** Opening Entries supplied block **
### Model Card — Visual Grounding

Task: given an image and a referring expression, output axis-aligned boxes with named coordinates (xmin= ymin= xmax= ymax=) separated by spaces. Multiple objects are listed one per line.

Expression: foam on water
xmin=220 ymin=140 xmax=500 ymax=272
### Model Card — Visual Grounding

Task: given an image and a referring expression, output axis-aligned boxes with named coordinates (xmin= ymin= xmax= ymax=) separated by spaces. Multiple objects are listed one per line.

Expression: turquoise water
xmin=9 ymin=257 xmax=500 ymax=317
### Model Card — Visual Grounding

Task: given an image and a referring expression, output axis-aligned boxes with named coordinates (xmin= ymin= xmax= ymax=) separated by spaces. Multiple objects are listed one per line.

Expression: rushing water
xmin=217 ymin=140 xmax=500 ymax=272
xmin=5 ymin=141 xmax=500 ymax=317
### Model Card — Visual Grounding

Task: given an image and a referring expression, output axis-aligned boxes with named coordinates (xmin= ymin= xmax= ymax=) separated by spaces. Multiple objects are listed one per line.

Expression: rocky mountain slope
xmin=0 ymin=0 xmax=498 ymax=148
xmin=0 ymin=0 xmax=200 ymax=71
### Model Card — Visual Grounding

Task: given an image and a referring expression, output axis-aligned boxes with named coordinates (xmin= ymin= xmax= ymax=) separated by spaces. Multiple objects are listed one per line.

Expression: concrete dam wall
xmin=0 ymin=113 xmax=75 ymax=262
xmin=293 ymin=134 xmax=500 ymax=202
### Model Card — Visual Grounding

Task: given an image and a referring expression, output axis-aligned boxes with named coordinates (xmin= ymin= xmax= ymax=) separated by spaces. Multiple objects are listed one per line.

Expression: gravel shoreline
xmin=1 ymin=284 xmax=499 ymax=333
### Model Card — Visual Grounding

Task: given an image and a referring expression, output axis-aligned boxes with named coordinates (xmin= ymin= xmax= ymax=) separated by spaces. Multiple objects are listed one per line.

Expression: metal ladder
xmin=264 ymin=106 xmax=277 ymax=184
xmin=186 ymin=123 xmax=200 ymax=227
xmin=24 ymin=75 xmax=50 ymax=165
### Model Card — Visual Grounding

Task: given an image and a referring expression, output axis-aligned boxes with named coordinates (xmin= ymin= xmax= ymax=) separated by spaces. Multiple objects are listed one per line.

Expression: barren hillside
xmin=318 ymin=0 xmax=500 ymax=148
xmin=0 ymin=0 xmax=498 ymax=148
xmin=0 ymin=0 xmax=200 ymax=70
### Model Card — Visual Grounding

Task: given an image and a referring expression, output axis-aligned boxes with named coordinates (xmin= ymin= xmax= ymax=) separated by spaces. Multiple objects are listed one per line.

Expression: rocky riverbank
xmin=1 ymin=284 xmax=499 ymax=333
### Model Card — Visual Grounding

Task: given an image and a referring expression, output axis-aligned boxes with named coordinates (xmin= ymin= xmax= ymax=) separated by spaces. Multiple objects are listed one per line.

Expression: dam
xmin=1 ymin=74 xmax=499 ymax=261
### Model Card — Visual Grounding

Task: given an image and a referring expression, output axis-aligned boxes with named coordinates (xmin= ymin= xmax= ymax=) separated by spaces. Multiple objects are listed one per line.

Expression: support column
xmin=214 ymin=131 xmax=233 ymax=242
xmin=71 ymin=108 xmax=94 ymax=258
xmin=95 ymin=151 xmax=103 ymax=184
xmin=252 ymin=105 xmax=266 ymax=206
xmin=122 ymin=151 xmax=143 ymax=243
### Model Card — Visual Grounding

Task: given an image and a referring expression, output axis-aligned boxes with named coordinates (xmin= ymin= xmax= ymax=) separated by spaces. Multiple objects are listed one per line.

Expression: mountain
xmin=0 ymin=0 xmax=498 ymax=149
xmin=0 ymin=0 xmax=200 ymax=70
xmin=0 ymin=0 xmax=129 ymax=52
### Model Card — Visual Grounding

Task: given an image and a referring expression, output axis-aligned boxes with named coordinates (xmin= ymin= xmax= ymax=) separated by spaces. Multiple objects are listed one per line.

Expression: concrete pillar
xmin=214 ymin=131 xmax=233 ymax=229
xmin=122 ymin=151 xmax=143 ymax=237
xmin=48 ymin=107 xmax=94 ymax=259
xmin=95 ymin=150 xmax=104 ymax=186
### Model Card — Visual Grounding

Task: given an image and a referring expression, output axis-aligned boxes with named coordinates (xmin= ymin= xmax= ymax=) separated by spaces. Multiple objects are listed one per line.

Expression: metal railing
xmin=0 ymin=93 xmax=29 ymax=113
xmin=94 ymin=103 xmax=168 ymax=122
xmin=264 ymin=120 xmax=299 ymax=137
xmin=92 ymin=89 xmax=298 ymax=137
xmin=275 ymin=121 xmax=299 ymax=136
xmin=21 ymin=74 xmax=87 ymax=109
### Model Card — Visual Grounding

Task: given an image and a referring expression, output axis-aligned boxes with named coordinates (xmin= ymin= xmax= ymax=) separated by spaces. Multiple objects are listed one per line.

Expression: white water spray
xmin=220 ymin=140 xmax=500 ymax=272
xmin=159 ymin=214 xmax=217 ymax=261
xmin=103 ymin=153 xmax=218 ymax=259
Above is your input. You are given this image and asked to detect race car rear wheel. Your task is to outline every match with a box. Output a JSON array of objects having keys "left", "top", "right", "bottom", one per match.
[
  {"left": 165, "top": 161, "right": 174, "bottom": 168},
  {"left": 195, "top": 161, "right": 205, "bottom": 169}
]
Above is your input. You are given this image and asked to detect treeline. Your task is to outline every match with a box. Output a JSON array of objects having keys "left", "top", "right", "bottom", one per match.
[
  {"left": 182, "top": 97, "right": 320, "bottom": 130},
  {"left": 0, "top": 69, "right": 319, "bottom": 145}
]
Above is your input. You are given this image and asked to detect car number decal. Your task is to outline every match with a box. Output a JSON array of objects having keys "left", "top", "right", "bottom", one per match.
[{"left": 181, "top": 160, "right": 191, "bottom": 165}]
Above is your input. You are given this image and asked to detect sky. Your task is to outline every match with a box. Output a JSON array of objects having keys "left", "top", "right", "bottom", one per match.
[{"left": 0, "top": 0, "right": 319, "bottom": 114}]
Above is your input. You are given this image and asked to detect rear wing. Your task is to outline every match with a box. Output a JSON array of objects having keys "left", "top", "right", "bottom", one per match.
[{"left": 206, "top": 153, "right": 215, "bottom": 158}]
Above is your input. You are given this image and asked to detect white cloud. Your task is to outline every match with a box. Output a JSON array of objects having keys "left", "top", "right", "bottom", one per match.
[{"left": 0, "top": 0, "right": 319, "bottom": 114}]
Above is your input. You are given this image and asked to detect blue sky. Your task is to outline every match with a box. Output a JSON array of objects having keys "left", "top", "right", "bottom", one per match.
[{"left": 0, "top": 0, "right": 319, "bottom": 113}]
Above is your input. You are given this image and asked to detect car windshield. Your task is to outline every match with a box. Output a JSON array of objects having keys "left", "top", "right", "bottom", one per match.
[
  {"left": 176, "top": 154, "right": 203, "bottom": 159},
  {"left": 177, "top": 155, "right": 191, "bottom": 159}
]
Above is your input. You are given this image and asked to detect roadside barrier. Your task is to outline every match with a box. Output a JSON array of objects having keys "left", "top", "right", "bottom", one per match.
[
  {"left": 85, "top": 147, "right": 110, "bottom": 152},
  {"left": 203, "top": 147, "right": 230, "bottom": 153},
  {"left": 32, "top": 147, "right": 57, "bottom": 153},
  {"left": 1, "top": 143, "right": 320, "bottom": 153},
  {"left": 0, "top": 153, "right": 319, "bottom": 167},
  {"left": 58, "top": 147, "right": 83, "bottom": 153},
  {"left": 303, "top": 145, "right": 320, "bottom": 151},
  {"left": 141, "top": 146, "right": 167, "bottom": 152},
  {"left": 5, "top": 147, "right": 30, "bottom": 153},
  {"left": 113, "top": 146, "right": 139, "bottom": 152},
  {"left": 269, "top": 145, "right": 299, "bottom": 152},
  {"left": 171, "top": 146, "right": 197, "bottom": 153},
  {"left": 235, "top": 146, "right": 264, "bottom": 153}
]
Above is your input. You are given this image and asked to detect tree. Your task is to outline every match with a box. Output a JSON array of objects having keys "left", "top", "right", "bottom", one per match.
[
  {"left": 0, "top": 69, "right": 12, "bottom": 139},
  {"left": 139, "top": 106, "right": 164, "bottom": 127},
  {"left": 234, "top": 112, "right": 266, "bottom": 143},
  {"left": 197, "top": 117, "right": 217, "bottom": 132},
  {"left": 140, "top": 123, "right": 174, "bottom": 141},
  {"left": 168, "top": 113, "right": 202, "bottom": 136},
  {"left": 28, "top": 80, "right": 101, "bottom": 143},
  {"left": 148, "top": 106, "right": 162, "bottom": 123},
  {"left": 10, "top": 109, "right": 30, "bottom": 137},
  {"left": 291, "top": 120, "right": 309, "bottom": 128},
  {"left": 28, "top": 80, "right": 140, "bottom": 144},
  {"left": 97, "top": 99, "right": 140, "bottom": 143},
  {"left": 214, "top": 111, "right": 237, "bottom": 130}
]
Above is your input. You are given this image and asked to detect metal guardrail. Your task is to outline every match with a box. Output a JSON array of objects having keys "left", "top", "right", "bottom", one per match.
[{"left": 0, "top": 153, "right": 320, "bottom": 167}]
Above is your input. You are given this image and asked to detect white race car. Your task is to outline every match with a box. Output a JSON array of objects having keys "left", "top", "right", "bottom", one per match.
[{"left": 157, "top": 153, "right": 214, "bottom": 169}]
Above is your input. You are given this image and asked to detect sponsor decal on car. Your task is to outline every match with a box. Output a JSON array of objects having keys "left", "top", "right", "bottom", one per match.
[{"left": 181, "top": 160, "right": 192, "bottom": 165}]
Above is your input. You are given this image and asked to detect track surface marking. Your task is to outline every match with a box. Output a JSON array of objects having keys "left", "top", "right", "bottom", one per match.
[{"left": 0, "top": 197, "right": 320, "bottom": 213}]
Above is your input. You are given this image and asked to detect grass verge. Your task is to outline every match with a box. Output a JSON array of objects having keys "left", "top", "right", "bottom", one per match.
** Closing Entries supplied block **
Write out, word for word, the lines from the one containing "to detect sponsor" through the end of the records, with no other lines.

Above is your input. You are given this image and asked to detect sponsor decal on car. Your task is to outline every match with a box. Output a JSON array of objects having keys "left", "top", "right", "bottom", one per match.
[{"left": 181, "top": 160, "right": 192, "bottom": 165}]
Above is your input. You are given this image and asked to detect track surface marking. Your task is to outline every match with a box. Output a JSON array of objects having keys "left", "top", "right", "bottom", one per match.
[{"left": 0, "top": 197, "right": 320, "bottom": 213}]
Above is your input. You are given this image and asked to detect grass verge. Your task is to outline every match with a box. Output a JSON array of objects having keys "left", "top", "right", "bottom", one per match.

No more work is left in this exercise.